[Brano di partenza]:
+ + + + + + +

Per questo dovreste creare anche una democrazia. Nulla però, di quanto avevano in mente i greci o strani relitti come Rousseau, che cianciava di piccole patrie, di democrazia diretta, di comunità, di rigidi costumi atavici e via discorrendo.

Una società dei consumi deve essere una società a democrazia controllata, almeno apparentemente mobile; una società di individui formalmente eguali, liberi da legami vincolanti e limitanti, parcellizzati come atomi,  privi di anti-corpi sociali e culturali ereditari, chiamati proprio in forza della loro uguaglianza a competere l’uno con l’altro,  spinti a farlo dall’invidia, dall’emulazione e da smodati desideri di affermazione egoica.

+ + + + + + +

[Record]:
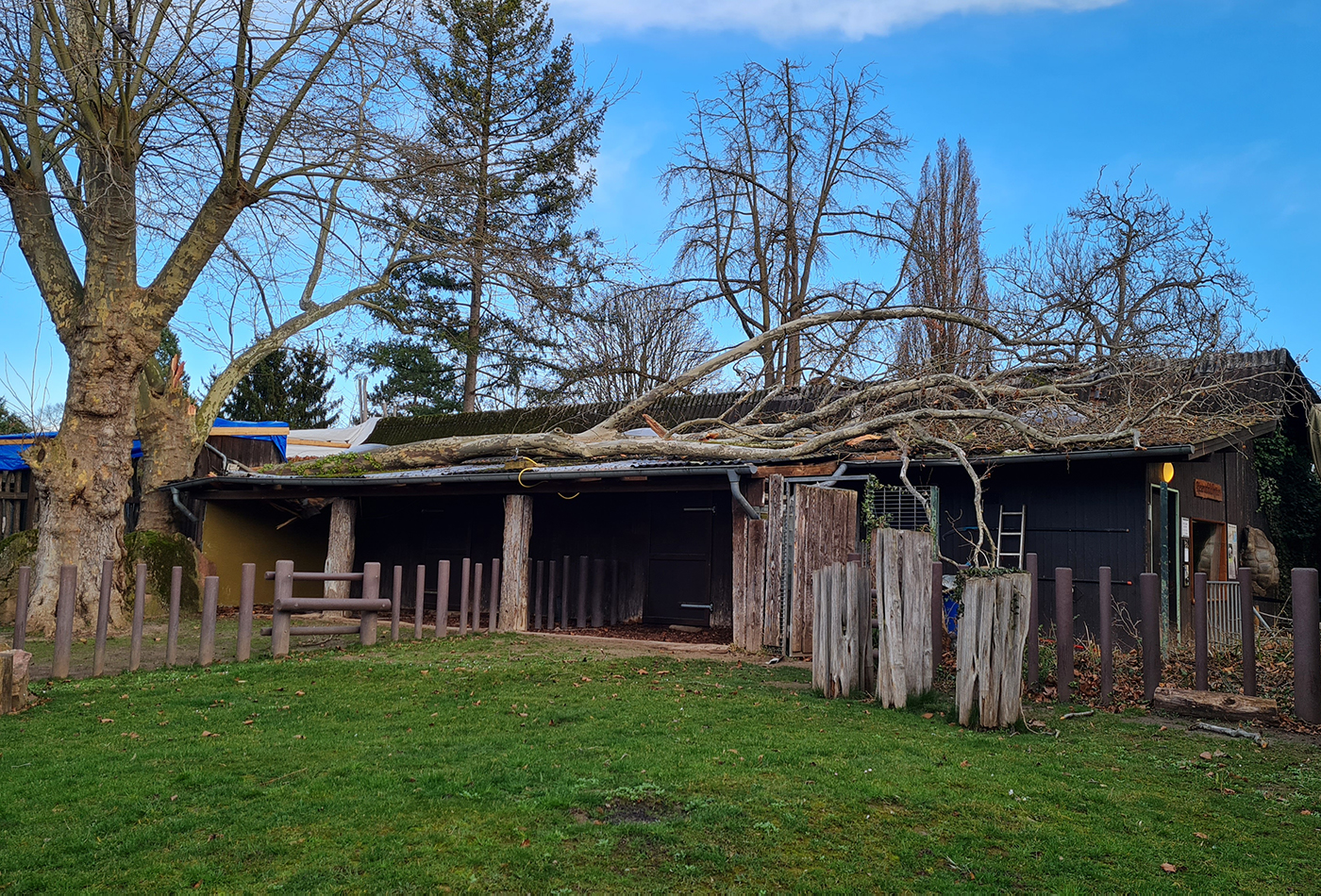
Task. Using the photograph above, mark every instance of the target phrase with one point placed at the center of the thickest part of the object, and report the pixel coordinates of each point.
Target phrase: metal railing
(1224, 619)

+ + + + + + +

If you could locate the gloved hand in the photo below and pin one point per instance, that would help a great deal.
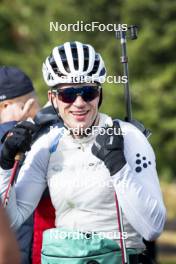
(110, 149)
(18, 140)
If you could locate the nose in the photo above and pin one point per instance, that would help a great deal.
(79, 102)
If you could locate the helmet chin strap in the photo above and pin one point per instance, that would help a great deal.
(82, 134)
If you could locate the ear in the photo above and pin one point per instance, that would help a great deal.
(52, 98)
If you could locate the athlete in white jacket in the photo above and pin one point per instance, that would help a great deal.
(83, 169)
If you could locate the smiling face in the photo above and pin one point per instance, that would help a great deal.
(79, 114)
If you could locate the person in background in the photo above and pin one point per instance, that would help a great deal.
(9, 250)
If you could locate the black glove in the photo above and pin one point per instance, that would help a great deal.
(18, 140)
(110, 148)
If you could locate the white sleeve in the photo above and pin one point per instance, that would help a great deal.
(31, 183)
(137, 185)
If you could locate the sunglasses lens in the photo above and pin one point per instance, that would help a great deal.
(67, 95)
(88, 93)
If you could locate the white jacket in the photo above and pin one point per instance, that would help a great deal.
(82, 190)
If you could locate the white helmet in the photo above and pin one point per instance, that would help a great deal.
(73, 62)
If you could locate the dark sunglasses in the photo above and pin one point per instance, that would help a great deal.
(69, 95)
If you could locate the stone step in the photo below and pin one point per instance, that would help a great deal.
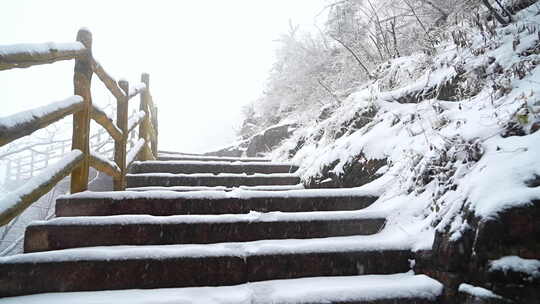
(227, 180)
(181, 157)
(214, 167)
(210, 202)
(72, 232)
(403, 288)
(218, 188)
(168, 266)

+ + + + + + +

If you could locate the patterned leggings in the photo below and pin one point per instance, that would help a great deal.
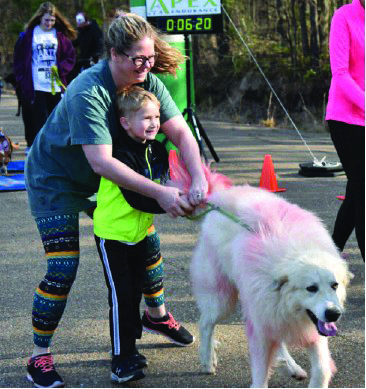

+ + + + + + +

[Esercizio breve A]: Riproduci fedelmente il passo del brano sulla società dei consumi che comincia con "Per questo dovreste" e prosegue fino a "e via discorrendo.".
[Esercizio breve B]: Elenca tutti gli argomenti di cui, secondo il brano sulla società dei consumi, cianciava Rousseau.
I record provengono da una fonte diversa da quella del brano.

[Soluzione A]:
Per questo dovreste creare anche una democrazia. Nulla però, di quanto avevano in mente i greci o strani relitti come Rousseau, che cianciava di piccole patrie, di democrazia diretta, di comunità, di rigidi costumi atavici e via discorrendo.

[Soluzione B]:
- piccole patrie
- democrazia diretta
- comunità
- rigidi costumi atavici